__Named object pointing lines__.
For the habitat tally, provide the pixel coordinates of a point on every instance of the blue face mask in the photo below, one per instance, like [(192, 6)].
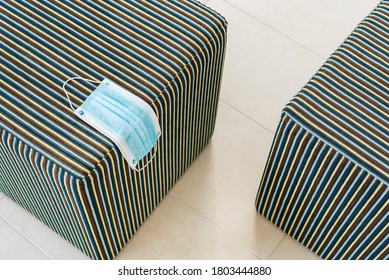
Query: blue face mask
[(122, 117)]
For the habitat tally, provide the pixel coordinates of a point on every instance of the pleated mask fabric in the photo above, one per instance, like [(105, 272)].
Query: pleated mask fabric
[(122, 117)]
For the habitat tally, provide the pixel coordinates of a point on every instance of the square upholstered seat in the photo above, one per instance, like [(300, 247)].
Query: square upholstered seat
[(67, 174), (326, 181)]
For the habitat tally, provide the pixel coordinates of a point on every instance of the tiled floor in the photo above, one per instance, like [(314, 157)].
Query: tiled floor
[(274, 47)]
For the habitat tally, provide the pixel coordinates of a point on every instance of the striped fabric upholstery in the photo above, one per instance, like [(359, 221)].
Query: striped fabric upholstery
[(71, 177), (326, 182)]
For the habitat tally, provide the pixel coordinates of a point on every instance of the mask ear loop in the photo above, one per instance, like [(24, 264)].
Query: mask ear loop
[(76, 78), (155, 152)]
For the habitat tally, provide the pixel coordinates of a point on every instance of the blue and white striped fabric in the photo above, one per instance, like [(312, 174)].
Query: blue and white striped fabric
[(326, 182), (71, 177)]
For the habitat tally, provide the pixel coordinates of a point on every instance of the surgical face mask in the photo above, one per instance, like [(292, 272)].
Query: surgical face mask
[(122, 117)]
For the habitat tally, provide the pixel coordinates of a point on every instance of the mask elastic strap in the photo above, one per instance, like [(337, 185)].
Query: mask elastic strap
[(155, 152), (76, 78)]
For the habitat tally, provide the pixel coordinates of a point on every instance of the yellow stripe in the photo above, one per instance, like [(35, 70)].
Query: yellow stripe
[(284, 188), (351, 120), (299, 183), (326, 213), (106, 185), (79, 189), (94, 186), (283, 155), (319, 199), (357, 154), (336, 222), (38, 124)]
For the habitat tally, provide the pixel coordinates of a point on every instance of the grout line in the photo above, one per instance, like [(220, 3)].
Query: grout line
[(278, 245), (276, 30), (241, 245), (247, 116), (26, 238)]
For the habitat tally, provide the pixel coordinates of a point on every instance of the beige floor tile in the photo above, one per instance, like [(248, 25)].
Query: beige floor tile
[(290, 249), (319, 25), (176, 231), (263, 69), (223, 181), (14, 246), (38, 233)]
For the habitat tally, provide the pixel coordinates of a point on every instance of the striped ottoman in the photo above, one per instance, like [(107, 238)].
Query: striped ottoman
[(326, 181), (67, 174)]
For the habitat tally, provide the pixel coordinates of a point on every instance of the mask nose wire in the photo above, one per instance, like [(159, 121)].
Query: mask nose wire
[(76, 78)]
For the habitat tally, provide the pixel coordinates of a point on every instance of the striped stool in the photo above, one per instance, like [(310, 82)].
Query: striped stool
[(67, 174), (326, 181)]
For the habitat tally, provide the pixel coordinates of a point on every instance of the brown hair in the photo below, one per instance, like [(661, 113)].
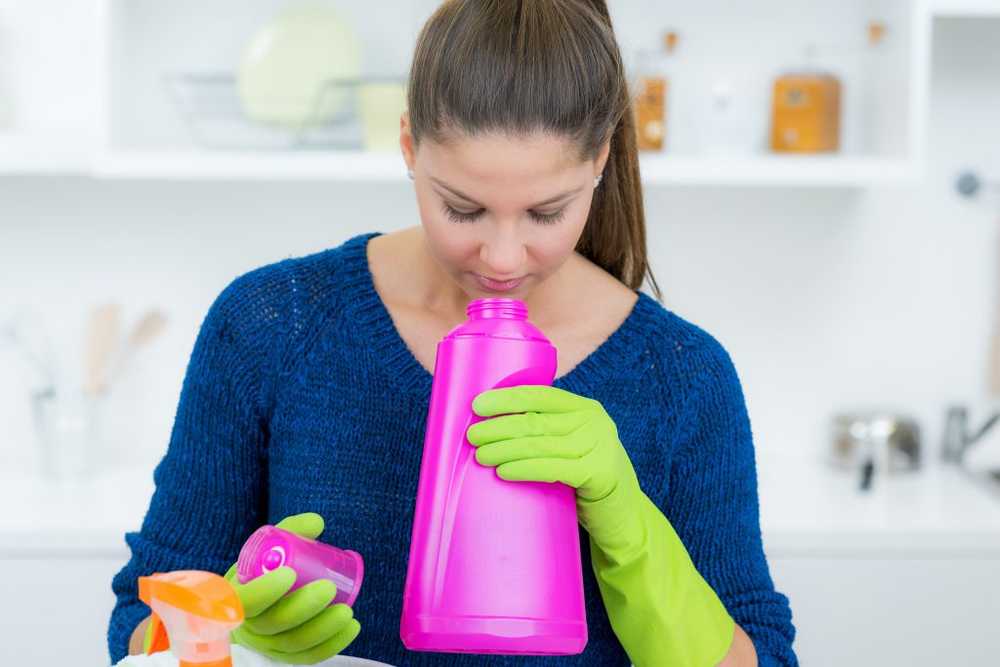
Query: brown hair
[(521, 66)]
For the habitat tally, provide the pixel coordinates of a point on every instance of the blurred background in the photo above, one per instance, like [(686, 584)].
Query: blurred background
[(822, 186)]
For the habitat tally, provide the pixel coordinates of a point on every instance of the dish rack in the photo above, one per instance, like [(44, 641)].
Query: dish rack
[(212, 110)]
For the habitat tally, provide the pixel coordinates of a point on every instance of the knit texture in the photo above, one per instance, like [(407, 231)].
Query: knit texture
[(300, 396)]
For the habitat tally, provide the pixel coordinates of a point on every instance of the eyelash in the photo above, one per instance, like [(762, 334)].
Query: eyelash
[(540, 218)]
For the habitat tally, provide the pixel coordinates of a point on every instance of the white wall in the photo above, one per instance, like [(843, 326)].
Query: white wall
[(825, 298)]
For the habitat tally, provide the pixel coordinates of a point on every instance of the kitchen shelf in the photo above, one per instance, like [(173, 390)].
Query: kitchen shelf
[(27, 156), (198, 165), (131, 132), (773, 170)]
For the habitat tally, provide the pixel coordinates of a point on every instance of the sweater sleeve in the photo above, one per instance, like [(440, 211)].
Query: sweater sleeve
[(210, 488), (713, 505)]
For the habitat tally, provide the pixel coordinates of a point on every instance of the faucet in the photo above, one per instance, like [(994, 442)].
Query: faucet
[(957, 435)]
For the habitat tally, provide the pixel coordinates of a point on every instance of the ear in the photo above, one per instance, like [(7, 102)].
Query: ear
[(406, 140), (602, 157)]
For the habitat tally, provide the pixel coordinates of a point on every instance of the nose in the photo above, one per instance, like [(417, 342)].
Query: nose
[(503, 255)]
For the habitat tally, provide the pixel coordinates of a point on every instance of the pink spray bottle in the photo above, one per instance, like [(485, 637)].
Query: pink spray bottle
[(494, 565)]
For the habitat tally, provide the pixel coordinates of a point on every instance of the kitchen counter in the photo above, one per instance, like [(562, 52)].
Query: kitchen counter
[(806, 510)]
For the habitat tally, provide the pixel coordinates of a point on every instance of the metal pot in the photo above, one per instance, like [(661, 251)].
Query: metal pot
[(875, 440)]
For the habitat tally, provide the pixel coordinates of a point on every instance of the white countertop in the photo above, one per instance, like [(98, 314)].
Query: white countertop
[(806, 510)]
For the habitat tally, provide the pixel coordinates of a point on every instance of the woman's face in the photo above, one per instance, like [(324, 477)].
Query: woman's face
[(501, 214)]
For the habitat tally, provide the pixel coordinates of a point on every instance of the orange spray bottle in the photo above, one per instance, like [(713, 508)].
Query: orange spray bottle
[(193, 614)]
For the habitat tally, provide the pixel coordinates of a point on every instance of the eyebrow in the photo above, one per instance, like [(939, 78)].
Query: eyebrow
[(551, 200)]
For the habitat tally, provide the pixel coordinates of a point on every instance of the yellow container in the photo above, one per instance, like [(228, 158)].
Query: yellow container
[(805, 114)]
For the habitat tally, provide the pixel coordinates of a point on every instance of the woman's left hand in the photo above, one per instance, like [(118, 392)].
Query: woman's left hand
[(546, 434)]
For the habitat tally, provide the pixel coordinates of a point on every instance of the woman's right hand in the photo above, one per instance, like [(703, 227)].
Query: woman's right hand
[(301, 627)]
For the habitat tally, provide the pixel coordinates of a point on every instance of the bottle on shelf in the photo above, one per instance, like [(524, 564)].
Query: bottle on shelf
[(652, 79), (805, 109)]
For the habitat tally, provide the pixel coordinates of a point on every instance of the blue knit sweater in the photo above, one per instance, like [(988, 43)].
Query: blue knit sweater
[(300, 396)]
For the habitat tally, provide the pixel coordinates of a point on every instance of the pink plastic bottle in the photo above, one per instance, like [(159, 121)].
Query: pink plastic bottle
[(270, 547), (494, 565)]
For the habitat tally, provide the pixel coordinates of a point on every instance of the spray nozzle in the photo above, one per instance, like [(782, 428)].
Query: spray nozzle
[(193, 614)]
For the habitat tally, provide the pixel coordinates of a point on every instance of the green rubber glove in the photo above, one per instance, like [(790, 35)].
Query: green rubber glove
[(660, 607), (300, 627)]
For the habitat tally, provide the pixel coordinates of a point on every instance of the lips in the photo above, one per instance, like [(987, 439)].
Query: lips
[(498, 285)]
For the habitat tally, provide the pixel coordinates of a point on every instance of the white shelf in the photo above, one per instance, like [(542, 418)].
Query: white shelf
[(195, 165), (777, 170), (26, 155), (134, 134), (966, 8)]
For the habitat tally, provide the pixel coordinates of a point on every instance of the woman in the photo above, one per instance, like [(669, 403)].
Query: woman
[(306, 393)]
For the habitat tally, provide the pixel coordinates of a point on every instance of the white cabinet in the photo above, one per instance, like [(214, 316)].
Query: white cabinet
[(56, 607), (871, 611)]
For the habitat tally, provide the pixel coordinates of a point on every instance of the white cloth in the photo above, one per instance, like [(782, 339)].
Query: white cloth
[(242, 657)]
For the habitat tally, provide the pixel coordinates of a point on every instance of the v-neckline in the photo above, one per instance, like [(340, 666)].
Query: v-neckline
[(610, 357)]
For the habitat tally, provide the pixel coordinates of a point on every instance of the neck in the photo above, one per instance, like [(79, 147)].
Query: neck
[(437, 292)]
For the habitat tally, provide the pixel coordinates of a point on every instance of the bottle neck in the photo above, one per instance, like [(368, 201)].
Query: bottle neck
[(498, 308)]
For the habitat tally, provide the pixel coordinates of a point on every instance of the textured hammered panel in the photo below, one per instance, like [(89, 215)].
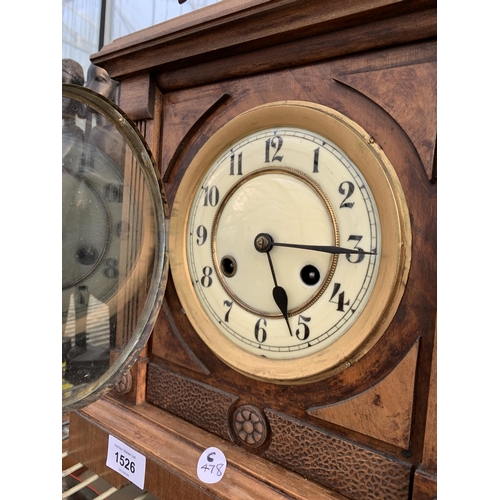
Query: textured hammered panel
[(193, 401), (350, 469)]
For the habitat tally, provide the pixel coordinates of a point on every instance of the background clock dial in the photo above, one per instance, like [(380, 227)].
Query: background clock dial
[(114, 261)]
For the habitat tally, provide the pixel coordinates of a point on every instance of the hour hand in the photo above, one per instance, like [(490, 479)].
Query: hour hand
[(280, 296)]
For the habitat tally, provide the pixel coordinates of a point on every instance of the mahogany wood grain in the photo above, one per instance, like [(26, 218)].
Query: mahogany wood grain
[(383, 411), (173, 447)]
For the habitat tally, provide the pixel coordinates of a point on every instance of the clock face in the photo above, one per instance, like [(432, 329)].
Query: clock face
[(286, 246), (92, 190), (114, 262)]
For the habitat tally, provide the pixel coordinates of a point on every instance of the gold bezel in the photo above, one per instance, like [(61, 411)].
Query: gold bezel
[(395, 257)]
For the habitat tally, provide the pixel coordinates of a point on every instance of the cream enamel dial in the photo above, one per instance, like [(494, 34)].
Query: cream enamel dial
[(286, 262)]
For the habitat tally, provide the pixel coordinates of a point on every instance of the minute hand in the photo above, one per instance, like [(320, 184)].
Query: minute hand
[(324, 248)]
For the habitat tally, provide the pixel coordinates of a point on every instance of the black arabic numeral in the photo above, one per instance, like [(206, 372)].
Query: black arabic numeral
[(211, 196), (201, 232), (206, 280), (341, 302), (122, 229), (260, 332), (304, 334), (276, 142), (228, 304), (113, 193), (346, 188), (83, 295), (360, 256), (239, 170), (111, 271)]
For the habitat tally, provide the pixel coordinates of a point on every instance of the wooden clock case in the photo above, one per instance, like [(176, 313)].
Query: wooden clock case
[(368, 432)]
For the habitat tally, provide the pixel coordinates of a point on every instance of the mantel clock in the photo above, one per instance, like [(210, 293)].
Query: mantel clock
[(296, 147)]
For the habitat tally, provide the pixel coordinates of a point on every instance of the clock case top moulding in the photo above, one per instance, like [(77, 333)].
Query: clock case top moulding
[(181, 81)]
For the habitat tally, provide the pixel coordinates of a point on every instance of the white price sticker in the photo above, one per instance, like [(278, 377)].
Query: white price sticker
[(126, 461), (211, 465)]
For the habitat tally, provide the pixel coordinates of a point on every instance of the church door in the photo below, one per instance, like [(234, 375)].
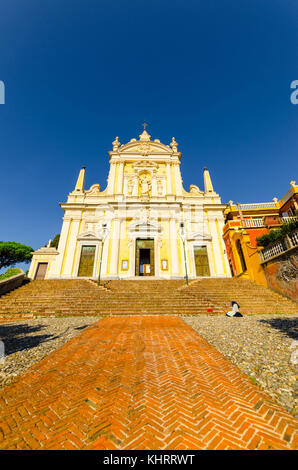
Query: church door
[(87, 261), (144, 257), (201, 261), (41, 270)]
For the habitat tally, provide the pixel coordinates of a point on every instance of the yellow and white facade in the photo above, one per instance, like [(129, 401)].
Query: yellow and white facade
[(143, 223)]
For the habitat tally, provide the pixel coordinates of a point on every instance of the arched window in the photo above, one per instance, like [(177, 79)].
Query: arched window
[(241, 255)]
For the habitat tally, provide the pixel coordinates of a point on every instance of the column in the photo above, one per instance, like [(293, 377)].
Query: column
[(154, 185), (115, 248), (169, 179), (174, 248), (111, 179), (120, 178), (178, 181), (72, 242)]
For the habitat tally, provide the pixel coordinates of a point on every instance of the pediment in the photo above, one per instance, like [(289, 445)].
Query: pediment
[(145, 148), (198, 236), (88, 236), (143, 225), (94, 190)]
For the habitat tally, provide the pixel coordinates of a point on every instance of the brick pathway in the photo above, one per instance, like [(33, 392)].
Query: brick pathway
[(139, 383)]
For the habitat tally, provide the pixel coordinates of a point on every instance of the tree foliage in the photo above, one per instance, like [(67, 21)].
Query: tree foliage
[(12, 252)]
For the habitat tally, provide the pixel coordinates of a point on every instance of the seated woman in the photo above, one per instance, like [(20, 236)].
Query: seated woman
[(235, 311)]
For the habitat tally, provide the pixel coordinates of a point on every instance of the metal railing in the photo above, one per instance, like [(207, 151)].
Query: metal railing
[(258, 205), (290, 241), (286, 220), (253, 223)]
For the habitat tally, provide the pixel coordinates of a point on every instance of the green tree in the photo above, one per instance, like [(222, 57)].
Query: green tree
[(12, 252), (55, 241)]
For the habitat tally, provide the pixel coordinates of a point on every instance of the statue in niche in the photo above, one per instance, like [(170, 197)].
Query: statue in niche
[(130, 187), (193, 189), (159, 188), (145, 186)]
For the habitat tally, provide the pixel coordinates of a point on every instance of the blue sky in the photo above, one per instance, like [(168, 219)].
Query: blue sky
[(215, 74)]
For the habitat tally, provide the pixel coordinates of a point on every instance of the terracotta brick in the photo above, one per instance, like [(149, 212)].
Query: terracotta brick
[(122, 385)]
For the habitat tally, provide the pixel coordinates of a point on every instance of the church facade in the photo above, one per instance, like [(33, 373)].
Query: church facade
[(144, 223)]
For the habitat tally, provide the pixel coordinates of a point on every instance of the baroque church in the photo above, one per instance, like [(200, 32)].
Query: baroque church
[(144, 223)]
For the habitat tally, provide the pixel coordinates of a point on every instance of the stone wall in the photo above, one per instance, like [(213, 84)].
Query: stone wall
[(282, 273), (11, 283)]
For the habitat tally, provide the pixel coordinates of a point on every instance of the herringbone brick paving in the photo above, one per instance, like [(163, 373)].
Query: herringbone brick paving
[(140, 382)]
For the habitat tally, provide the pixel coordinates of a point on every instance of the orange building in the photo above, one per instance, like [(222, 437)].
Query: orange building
[(245, 222)]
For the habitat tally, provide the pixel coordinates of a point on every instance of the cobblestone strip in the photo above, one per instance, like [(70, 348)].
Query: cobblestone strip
[(140, 383)]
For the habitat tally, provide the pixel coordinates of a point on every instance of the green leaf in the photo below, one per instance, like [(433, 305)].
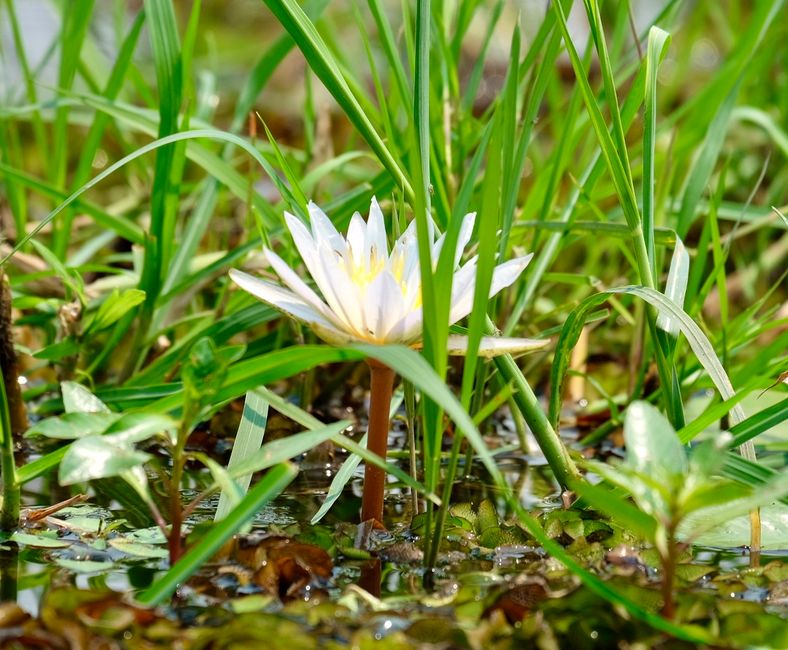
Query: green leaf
[(269, 487), (676, 286), (292, 17), (39, 541), (73, 425), (653, 448), (248, 440), (736, 531), (84, 566), (115, 307), (98, 457), (136, 427), (413, 367), (618, 508), (78, 399)]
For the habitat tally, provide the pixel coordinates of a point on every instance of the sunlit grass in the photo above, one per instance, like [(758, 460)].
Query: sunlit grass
[(640, 161)]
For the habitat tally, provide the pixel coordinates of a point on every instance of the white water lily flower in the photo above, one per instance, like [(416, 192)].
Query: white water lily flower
[(368, 293)]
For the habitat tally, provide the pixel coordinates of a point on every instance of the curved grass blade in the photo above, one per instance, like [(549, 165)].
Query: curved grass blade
[(267, 489), (322, 61)]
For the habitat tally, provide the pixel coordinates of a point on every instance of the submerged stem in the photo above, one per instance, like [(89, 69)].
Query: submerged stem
[(381, 389), (9, 514)]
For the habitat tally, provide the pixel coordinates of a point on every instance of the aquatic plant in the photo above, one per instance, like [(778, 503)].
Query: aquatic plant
[(373, 295)]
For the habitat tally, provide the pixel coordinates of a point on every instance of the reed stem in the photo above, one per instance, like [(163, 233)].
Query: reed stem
[(381, 389)]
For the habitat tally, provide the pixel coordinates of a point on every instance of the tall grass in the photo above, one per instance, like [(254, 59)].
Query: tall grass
[(128, 177)]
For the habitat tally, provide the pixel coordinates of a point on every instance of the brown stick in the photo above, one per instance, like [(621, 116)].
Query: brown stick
[(381, 388), (9, 363)]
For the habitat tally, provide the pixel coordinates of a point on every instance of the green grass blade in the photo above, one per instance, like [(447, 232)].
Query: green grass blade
[(248, 440), (658, 41), (261, 494), (323, 63)]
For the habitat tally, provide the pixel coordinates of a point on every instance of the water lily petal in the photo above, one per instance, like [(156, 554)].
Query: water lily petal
[(493, 346), (299, 287), (412, 326), (463, 287), (463, 237), (311, 254), (376, 233), (341, 294), (280, 298), (505, 274), (384, 308), (356, 237), (466, 230), (324, 231)]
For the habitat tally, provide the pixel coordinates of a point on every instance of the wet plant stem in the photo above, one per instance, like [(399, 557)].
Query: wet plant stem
[(550, 443), (669, 574), (176, 511), (381, 389), (9, 512)]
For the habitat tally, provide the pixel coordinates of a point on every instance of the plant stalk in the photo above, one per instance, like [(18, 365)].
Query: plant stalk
[(9, 511), (381, 389), (550, 443)]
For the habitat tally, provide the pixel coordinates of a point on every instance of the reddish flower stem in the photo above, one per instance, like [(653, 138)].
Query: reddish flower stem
[(381, 388)]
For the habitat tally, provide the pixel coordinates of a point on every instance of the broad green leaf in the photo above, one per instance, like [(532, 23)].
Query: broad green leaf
[(97, 457), (248, 440), (84, 566), (115, 307), (653, 448), (139, 426), (268, 488), (131, 547), (39, 541), (78, 399), (73, 425), (676, 286), (735, 532), (707, 518)]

__Work to be completed__. Please render the lines from the one containing "like [(248, 25)]." through the one containing "[(326, 181), (67, 174)]", both included, as a Markdown table with a Row column giving the row number and a Line column giving the line, skipping any blank lines.

__Response to the exercise__.
| Row | Line |
|---|---|
| 1 | For the habitat tally, provide the pixel coordinates of a point on every instance of the beige floor tile in the photo above, one per instance, like [(248, 25)]. |
| 2 | Query: beige floor tile |
| 3 | [(290, 249), (319, 25), (176, 231), (263, 69), (223, 181), (14, 246), (38, 233)] |
| 4 | For the habitat tally, provide the pixel coordinates of a point on every instance of the striped ottoman in the photo above, one per instance, like [(107, 238)]. |
| 5 | Query: striped ottoman |
| 6 | [(326, 181), (67, 174)] |